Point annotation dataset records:
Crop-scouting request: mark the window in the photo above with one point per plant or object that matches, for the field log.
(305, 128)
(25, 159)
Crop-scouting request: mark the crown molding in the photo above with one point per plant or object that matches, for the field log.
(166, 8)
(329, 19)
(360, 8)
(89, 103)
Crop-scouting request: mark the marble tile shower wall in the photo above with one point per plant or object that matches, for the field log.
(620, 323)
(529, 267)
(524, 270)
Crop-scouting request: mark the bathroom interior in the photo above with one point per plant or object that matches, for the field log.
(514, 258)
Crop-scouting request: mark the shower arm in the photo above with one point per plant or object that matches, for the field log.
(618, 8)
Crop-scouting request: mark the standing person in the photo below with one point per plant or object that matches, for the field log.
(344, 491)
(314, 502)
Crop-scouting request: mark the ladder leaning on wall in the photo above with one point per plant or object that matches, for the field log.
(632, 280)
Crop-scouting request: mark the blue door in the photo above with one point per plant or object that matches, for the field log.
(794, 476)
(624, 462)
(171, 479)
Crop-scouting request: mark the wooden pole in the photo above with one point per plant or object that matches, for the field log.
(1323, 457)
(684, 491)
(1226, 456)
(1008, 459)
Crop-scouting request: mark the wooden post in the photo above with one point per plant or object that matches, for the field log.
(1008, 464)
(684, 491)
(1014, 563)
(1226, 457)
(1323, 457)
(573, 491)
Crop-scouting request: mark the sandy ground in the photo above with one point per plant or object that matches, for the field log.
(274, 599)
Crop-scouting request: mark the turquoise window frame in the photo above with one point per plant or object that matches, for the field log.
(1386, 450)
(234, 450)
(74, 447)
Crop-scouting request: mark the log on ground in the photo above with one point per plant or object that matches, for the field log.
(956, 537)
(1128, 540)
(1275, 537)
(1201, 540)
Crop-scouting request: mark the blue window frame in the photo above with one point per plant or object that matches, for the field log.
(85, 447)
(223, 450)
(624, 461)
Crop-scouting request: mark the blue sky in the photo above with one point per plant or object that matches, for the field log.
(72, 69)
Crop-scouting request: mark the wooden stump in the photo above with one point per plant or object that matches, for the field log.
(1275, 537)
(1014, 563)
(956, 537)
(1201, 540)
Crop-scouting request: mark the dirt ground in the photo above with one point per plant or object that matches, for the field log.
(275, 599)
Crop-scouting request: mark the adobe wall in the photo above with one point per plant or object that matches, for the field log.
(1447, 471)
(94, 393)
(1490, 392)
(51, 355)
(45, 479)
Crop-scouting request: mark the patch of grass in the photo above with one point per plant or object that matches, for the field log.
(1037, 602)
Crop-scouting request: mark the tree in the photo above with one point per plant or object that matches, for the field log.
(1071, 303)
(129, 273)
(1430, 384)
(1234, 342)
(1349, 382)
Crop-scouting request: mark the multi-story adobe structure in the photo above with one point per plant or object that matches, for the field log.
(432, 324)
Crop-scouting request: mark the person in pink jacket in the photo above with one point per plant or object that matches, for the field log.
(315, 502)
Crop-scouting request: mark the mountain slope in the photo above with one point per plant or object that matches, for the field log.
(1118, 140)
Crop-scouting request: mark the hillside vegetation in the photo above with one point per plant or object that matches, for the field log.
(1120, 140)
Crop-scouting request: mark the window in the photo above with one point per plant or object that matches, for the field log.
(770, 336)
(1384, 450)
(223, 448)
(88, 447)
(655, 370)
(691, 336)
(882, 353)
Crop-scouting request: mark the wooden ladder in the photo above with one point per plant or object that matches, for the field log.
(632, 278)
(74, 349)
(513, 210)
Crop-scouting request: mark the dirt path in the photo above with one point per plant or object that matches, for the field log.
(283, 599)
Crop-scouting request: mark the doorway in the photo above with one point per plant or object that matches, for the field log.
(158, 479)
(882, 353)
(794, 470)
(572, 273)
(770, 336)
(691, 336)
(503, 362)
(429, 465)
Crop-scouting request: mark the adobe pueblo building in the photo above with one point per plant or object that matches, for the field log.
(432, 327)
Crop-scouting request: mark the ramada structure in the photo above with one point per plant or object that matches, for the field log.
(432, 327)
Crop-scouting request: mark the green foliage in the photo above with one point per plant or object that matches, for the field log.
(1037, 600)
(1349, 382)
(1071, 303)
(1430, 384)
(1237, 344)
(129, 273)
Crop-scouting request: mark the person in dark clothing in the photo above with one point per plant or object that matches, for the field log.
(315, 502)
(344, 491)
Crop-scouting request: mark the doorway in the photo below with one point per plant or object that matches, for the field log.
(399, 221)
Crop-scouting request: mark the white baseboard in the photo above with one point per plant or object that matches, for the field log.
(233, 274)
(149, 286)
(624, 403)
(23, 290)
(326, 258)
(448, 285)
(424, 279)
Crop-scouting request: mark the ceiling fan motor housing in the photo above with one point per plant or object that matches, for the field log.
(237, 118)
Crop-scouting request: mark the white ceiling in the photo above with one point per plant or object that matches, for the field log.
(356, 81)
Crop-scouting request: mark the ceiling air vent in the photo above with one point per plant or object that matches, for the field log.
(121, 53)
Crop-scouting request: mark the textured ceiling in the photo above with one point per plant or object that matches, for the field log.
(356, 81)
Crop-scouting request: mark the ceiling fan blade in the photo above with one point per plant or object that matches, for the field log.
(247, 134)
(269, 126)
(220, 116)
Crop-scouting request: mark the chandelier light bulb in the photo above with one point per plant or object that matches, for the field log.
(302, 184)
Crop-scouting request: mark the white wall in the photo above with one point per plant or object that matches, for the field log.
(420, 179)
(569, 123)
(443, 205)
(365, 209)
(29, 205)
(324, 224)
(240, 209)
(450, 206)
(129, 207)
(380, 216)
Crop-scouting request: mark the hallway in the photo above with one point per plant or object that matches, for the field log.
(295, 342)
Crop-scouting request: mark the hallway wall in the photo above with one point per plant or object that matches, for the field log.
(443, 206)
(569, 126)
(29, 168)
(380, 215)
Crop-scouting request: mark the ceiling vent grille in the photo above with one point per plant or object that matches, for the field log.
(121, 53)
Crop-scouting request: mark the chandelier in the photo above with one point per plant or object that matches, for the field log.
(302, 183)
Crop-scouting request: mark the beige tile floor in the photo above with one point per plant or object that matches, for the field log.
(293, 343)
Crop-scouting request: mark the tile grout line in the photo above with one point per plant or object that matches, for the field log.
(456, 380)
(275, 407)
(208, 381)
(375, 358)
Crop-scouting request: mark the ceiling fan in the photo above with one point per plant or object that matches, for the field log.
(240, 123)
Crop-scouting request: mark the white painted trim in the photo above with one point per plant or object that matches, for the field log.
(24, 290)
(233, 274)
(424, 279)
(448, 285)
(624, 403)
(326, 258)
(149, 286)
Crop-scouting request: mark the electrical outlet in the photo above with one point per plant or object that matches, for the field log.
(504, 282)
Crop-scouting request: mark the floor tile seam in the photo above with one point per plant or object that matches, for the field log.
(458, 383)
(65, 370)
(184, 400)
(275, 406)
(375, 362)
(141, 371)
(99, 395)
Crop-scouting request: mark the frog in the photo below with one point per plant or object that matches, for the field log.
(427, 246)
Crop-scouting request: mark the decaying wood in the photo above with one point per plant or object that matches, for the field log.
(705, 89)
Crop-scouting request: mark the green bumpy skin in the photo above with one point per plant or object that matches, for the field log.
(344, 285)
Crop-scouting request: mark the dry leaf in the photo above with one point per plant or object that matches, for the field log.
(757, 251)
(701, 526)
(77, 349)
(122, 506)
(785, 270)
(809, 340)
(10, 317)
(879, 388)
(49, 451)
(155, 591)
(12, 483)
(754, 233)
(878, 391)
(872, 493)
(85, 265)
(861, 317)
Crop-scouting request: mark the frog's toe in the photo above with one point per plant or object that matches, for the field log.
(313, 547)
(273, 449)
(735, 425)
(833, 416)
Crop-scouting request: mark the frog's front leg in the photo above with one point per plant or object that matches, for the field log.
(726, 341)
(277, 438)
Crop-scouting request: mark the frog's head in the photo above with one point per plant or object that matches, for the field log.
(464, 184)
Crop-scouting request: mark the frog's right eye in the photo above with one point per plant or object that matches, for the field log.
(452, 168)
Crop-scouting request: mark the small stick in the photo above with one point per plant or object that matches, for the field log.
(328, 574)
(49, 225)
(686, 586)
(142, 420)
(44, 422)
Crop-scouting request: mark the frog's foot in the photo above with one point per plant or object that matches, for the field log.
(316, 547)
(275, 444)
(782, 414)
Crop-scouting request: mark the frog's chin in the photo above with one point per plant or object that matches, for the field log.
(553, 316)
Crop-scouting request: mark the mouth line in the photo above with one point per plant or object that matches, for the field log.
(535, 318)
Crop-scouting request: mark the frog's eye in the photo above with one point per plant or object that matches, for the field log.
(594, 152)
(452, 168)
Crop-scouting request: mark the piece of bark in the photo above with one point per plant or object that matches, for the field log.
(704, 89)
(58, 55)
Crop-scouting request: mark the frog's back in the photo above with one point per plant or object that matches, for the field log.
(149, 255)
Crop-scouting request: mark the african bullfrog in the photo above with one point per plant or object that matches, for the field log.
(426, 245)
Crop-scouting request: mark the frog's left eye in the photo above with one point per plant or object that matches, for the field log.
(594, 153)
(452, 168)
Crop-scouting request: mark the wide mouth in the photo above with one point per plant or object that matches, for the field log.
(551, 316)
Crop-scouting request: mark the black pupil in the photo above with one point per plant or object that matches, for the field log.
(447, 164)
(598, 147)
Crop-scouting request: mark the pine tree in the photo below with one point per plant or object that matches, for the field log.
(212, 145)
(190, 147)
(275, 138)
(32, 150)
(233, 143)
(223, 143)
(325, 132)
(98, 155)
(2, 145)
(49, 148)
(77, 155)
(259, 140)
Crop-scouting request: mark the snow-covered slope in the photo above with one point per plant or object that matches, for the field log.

## TO BE DONE
Extract the closing run of lines, starting with the one containing "Crop-scouting request: mark the small" and ending at the last, exactly as written.

## SOLUTION TO THE PROBLEM
Crop-scouting request: mark the small stick in the photo above with one point per plant or object that matches, for the field log.
(328, 574)
(49, 225)
(686, 586)
(142, 420)
(44, 422)
Crop-scouting request: mark the frog's foot in the photo above with one point per plant or object that matches, for the field log.
(316, 547)
(275, 444)
(782, 414)
Crop-scouting request: mark the frog's chin in the photo above with one point per plant or object that matches, for the field log.
(553, 316)
Crop-scouting request: mark the mouth line in the photo above with one point per plant or object that matches, for the field log.
(535, 318)
Crop-scouting request: mark the frog's eye in the photo above with one point per plant or object that matches, for the field log.
(594, 152)
(452, 168)
Crop-scouting request: mark the piece of bark in the photo above with one point per plant or object that matches, for the field log.
(704, 89)
(58, 55)
Crop-scouting request: mark the frog's back in the photo above with one point per plant or object that matches, for the field log.
(149, 255)
Crop-scouting request: mark the african bullfrog in the photo above with one point per plant or object that matches, for the field log.
(426, 245)
Crop-scouting request: mark the frog's left eye in the photo above with one point per plant or object that matches, for the field log.
(594, 153)
(452, 168)
Crop-scouting request: mark the wide mouth in the photo above with one point per plant or object that matches, for the field log.
(551, 316)
Crop-scouting request: mark the black pupil in the photo above with one point per plant or object that matches, for the field log.
(447, 164)
(598, 147)
Crop-scouting request: mark the pine tree in the photo below with one point per plant or object that matches, for the field log.
(212, 145)
(190, 147)
(275, 138)
(32, 150)
(233, 143)
(223, 143)
(325, 132)
(98, 155)
(2, 145)
(49, 148)
(77, 155)
(259, 140)
Crop-scouting request: mark the snow-covered slope in the photo above with one point per plant or object that matches, for the field log.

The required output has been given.